VORGEGEBENER TEXT —
Worin sehen Sie Ihre Aufgabe derzeit?
Die sehe ich hauptsächlich darin zu versuchen, Vorschläge für die linke Bewegung zu erarbeiten, wie sie lokale Selbstverwaltung ausgestalten kann. Es geht darum, ein politisches Programm zu entwickeln für den Zeitpunkt, an dem es gebraucht wird. In der Linken gibt es kompetente und ambitionierte Leute, die, wenn die Zeit reif ist, mit ihren Ideen und ihrer Erfahrung einen wichtigen Beitrag zur Umsetzung grundlegender politischer Veränderungen in ganz Russland leisten könnten.
»Kämpft man gegen ein autoritäres Regime, rücken politische Differenzen in den Hintergrund, deshalb hat es für viele keine Relevanz, sich als Liberale oder Linke zu positionieren.«
Aber der Semstwo-Kongress ist kein linker Verband.
Nein, aber er ist ein wichtiges Instrument für die Zusammenarbeit politisch Engagierter in den Regionen. Eine Besonderheit des politischen Lebens in Russland besteht darin, dass über grundlegende Ansichten wenig gesprochen wurde, zumindest in den vergangenen zehn Jahren. Wenn man gegen ein autoritäres Regime kämpft, rücken politische Differenzen in den Hintergrund, deshalb hat es für viele keine Relevanz, sich als Liberale oder Linke zu positionieren.

EINTRÄGE IM DATENSATZ —
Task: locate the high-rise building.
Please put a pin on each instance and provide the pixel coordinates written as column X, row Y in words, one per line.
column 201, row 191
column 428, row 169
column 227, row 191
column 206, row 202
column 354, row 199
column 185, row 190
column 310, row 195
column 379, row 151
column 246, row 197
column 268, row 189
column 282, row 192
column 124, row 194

ARBEITSANWEISUNG —
Schreiben Sie bitte den Abschnitt des vorgegebenen Textes von „Worin sehen Sie“ bis „kein linker Verband.“ wortgetreu ab.

ERLEDIGTE AUFGABE —
Worin sehen Sie Ihre Aufgabe derzeit?
Die sehe ich hauptsächlich darin zu versuchen, Vorschläge für die linke Bewegung zu erarbeiten, wie sie lokale Selbstverwaltung ausgestalten kann. Es geht darum, ein politisches Programm zu entwickeln für den Zeitpunkt, an dem es gebraucht wird. In der Linken gibt es kompetente und ambitionierte Leute, die, wenn die Zeit reif ist, mit ihren Ideen und ihrer Erfahrung einen wichtigen Beitrag zur Umsetzung grundlegender politischer Veränderungen in ganz Russland leisten könnten.
»Kämpft man gegen ein autoritäres Regime, rücken politische Differenzen in den Hintergrund, deshalb hat es für viele keine Relevanz, sich als Liberale oder Linke zu positionieren.«
Aber der Semstwo-Kongress ist kein linker Verband.